[Extrait cité]:

=====

David Bitton, fondateur d'Oreka et Wengo, a intégré il y a un an et demi le fonds d'investissements français Serena, qui a récemment levé 300 millions d'euros, devenant l'un des premiers fonds européens de seed et série A. C'est avec lui que Clubic a souhaité en savoir plus sur le vaste et tortueux mécanisme des levées de fonds dans la Tech.
Voilà un sujet qui nous semble parfois difficilement compréhensible, d'un point de vue technique : les levées de fonds dans la Tech. On a coutume de lire qu’untel a levé 70 millions d’euros en « série A », ou que telle start-up a levé 3 millions d’euros en « seed », sans bien comprendre de quoi il s'agit.
Pour lever le voile sur ce phénomène jargonnant, Clubic reçoit David Bitton, qui a rejoint le fonds d’investissement français Serena Capital il y a un an et demi. David Bitton est connu pour avoir notamment fondé le FAI Oreka au début des années 2000 avant de lancer Wengo en 2004.
Interview de David Bitton, Operating Partner chez Serena Capital
Clubic : Pouvez-vous vous présenter et nous expliquer quelle est votre position chez Serena ?

=====

[Données fournies]:
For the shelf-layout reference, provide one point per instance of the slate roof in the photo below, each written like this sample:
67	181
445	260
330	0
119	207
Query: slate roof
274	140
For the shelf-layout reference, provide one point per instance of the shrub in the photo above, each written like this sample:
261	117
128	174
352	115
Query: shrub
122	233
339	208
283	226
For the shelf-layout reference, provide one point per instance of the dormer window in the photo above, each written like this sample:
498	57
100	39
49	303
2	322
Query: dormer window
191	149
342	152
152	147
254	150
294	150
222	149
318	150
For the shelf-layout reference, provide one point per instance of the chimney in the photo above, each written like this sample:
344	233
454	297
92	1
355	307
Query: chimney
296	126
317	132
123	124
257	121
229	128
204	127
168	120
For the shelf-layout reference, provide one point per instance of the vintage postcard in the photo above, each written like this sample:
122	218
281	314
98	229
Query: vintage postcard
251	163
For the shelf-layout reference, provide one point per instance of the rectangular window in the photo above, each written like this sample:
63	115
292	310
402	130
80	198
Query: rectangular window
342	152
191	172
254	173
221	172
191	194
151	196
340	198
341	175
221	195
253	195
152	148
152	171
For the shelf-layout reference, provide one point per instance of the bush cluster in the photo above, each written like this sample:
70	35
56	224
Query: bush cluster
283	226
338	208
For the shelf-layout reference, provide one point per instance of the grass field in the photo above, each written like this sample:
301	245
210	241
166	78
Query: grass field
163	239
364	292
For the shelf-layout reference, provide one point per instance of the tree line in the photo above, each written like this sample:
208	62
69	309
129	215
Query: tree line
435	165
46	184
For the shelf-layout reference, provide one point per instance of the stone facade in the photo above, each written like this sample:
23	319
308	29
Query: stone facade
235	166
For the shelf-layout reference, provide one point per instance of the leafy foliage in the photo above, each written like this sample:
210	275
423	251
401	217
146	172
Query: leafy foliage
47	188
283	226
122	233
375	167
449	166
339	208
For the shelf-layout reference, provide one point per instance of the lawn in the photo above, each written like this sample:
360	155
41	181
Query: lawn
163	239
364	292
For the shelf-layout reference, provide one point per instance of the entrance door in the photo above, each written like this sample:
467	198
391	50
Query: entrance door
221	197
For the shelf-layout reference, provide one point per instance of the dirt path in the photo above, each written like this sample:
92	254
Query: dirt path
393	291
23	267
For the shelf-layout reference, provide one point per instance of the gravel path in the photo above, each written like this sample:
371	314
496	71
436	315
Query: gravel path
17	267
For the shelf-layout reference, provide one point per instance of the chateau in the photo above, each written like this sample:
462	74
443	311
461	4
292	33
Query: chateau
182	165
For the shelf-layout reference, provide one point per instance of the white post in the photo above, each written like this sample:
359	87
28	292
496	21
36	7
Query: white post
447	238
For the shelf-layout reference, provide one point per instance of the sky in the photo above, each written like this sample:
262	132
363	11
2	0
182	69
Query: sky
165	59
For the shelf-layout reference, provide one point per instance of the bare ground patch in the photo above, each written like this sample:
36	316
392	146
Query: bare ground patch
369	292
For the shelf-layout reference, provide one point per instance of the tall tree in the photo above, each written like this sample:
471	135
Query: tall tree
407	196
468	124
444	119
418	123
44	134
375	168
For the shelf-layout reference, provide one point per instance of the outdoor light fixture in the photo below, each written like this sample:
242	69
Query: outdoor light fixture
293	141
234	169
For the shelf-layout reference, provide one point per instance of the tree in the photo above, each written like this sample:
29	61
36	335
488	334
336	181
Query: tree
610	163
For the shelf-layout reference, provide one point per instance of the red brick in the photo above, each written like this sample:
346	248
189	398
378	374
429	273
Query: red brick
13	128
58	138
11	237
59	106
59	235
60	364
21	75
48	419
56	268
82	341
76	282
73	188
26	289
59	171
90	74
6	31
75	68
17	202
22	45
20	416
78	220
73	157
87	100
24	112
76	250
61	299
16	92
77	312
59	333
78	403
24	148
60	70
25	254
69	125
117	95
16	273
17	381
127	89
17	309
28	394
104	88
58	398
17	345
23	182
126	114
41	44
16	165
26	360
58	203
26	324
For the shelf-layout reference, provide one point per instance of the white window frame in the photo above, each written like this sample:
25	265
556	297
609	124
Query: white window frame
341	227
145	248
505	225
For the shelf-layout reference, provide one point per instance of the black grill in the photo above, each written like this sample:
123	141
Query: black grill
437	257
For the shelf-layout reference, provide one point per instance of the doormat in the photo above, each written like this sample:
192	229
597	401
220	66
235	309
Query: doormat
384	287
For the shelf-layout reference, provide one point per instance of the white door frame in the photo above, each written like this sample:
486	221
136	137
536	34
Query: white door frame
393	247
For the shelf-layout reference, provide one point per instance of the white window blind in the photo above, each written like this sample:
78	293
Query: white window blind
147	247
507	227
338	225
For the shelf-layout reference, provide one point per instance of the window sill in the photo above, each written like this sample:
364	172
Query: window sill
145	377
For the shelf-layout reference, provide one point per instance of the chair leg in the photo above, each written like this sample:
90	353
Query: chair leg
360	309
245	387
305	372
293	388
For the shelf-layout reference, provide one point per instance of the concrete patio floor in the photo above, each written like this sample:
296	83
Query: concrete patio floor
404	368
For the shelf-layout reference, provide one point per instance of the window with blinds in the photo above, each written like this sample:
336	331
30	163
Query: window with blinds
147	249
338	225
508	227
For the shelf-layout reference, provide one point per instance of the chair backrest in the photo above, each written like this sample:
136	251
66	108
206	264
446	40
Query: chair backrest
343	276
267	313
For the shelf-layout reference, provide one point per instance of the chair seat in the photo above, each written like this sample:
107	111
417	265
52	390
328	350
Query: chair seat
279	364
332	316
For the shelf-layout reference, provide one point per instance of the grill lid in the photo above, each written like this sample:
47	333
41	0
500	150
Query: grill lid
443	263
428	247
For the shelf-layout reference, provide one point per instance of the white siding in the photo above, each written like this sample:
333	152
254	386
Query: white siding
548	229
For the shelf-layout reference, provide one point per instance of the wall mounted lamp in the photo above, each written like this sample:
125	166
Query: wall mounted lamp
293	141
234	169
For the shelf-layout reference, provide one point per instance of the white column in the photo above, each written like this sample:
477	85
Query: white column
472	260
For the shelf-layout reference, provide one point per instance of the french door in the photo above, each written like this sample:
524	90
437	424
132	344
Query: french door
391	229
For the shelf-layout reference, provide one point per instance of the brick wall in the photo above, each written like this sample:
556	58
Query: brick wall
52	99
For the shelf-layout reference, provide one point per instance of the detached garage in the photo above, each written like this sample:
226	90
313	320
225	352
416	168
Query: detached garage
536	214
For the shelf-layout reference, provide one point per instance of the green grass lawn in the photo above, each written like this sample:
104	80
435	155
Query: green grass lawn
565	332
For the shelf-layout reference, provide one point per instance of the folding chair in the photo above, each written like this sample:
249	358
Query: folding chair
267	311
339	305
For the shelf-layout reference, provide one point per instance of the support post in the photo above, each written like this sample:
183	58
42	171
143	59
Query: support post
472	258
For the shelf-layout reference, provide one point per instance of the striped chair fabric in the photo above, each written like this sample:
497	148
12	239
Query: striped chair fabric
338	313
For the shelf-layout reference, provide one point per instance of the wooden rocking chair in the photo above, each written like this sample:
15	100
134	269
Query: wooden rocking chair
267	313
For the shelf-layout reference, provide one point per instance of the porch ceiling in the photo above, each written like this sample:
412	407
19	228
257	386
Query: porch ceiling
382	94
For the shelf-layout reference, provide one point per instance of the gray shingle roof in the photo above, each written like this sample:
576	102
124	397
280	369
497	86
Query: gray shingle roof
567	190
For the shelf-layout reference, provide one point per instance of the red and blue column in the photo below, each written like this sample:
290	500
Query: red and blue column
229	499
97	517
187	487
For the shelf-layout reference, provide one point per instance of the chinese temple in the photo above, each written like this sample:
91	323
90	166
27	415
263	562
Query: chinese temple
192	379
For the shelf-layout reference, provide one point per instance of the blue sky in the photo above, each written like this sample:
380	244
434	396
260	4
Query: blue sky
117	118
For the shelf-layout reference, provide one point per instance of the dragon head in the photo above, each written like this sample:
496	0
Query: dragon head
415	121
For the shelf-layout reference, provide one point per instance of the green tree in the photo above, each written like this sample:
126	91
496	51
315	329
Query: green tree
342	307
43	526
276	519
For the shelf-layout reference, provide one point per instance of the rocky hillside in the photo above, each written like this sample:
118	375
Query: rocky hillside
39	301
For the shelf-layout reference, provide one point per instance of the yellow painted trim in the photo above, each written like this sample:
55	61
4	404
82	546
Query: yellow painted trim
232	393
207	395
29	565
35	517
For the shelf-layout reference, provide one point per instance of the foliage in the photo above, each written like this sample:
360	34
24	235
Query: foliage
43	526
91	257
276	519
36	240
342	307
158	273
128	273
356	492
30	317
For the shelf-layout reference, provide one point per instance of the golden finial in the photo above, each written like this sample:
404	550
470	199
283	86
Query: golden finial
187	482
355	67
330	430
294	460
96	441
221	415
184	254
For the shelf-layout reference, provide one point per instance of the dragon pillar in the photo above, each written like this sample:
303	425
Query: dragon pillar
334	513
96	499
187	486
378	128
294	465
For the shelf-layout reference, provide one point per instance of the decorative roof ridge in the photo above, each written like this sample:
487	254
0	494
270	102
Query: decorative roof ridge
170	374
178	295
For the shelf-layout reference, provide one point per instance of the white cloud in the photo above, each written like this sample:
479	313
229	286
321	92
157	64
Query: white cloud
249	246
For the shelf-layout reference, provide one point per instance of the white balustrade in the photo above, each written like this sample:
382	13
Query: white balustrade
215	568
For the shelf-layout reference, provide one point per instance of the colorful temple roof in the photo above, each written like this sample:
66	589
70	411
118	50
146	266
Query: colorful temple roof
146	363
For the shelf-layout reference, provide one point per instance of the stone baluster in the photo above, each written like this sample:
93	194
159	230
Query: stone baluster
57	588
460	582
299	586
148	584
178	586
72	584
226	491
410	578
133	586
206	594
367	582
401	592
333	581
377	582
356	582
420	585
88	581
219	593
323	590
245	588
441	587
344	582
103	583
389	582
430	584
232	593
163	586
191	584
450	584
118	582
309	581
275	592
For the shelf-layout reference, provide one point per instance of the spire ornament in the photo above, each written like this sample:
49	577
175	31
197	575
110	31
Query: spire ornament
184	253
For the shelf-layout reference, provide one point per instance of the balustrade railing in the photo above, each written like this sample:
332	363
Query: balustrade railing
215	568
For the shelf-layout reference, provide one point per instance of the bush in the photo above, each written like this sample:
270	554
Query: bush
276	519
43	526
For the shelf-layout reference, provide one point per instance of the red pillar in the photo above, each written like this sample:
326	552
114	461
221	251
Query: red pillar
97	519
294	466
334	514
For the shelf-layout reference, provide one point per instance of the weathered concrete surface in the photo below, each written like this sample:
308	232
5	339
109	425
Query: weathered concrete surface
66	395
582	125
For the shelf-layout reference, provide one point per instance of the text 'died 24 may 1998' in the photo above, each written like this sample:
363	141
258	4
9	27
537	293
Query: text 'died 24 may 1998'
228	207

=====

[Consigne]:
Recopiez le texte sur les levées de fonds dans la Tech, en commençant à « Voilà un sujet » et en terminant à « quoi il s'agit. ».

[Réponse complète]:
Voilà un sujet qui nous semble parfois difficilement compréhensible, d'un point de vue technique : les levées de fonds dans la Tech. On a coutume de lire qu’untel a levé 70 millions d’euros en « série A », ou que telle start-up a levé 3 millions d’euros en « seed », sans bien comprendre de quoi il s'agit.